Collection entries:
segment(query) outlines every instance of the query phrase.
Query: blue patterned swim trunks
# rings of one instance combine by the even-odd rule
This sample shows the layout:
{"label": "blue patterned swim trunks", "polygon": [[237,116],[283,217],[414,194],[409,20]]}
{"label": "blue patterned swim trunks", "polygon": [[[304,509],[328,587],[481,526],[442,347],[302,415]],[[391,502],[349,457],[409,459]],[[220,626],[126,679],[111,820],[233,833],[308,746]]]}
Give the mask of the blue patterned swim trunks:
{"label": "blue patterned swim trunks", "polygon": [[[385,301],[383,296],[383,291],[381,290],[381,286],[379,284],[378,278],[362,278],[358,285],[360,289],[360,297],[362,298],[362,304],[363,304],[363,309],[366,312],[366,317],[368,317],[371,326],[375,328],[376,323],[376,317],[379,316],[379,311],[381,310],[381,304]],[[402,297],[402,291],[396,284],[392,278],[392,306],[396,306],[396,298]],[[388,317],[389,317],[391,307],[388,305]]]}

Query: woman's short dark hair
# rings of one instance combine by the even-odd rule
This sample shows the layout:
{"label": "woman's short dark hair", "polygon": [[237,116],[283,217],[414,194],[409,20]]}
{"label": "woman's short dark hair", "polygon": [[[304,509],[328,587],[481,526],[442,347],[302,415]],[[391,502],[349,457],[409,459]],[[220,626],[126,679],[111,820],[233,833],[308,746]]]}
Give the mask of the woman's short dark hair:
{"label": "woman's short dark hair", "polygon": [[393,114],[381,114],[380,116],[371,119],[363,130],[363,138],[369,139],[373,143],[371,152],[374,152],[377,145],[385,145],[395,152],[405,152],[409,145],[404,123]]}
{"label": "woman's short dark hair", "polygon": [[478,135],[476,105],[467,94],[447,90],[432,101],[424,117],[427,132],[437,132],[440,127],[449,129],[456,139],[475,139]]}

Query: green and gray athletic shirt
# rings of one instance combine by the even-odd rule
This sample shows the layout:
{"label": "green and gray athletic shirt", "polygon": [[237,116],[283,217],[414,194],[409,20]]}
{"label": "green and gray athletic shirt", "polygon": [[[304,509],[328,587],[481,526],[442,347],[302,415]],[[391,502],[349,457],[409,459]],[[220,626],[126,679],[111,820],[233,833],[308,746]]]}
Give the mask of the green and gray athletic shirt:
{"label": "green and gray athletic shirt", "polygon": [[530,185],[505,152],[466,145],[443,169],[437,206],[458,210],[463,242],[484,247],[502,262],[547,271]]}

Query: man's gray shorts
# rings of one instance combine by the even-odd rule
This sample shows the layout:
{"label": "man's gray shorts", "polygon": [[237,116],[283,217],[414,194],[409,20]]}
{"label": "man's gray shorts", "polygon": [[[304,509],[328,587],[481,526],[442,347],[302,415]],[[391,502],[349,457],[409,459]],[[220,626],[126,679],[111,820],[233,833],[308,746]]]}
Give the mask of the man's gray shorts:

TASK TO COMPLETE –
Copy each record from above without leaving any out.

THE COMPLETED TASK –
segment(query) outlines every instance of the query phrase.
Query: blue patterned swim trunks
# rings of one instance combine by the even-odd rule
This sample shows the layout:
{"label": "blue patterned swim trunks", "polygon": [[237,116],[283,217],[414,194],[409,20]]}
{"label": "blue patterned swim trunks", "polygon": [[[304,509],[328,587],[481,526],[442,347],[302,415]],[[391,502],[349,457],[409,459]],[[220,626],[126,679],[111,820],[233,833],[308,746]]]}
Give the mask of the blue patterned swim trunks:
{"label": "blue patterned swim trunks", "polygon": [[[385,301],[383,296],[383,291],[381,290],[381,286],[379,284],[378,278],[362,278],[358,285],[360,289],[360,297],[362,298],[362,304],[363,304],[363,309],[366,312],[366,317],[368,317],[371,326],[375,328],[376,323],[376,317],[379,316],[379,311],[381,310],[381,304]],[[402,297],[402,291],[396,284],[392,278],[392,306],[396,306],[396,298]],[[388,317],[389,317],[391,307],[388,305]]]}

Query: woman's short dark hair
# rings of one instance combine by the even-odd rule
This sample shows the layout:
{"label": "woman's short dark hair", "polygon": [[237,116],[283,217],[414,194],[409,20]]}
{"label": "woman's short dark hair", "polygon": [[[304,509],[328,587],[481,526],[442,347],[302,415]],[[391,502],[349,457],[409,459]],[[220,626],[126,679],[111,820],[233,833],[308,746]]]}
Give the mask of the woman's short dark hair:
{"label": "woman's short dark hair", "polygon": [[393,114],[381,114],[380,116],[371,119],[363,130],[363,138],[369,139],[373,143],[371,152],[374,152],[377,145],[385,145],[395,152],[405,152],[409,145],[404,123]]}
{"label": "woman's short dark hair", "polygon": [[478,135],[476,105],[467,94],[447,90],[432,101],[424,117],[427,132],[437,132],[440,127],[449,129],[456,139],[475,139]]}

Query: green and gray athletic shirt
# rings of one instance combine by the even-odd rule
This sample shows the layout:
{"label": "green and gray athletic shirt", "polygon": [[237,116],[283,217],[414,194],[409,20]]}
{"label": "green and gray athletic shirt", "polygon": [[[304,509],[328,587],[481,526],[442,347],[302,415]],[[391,502],[349,457],[409,459]],[[220,626],[126,679],[111,820],[233,833],[308,746]]]}
Give the mask of the green and gray athletic shirt:
{"label": "green and gray athletic shirt", "polygon": [[530,185],[505,152],[466,145],[443,169],[437,206],[458,210],[463,242],[484,247],[502,262],[547,271]]}

Query: man's gray shorts
# rings of one instance combine by the even-odd rule
This sample shows the layout:
{"label": "man's gray shorts", "polygon": [[237,116],[283,217],[414,194],[409,20]]}
{"label": "man's gray shorts", "polygon": [[[304,509],[328,587],[481,526],[442,347],[302,415]],[[391,502],[349,457],[409,459]],[[220,626],[126,679],[111,820],[233,833],[308,746]]]}
Give the mask of the man's gray shorts:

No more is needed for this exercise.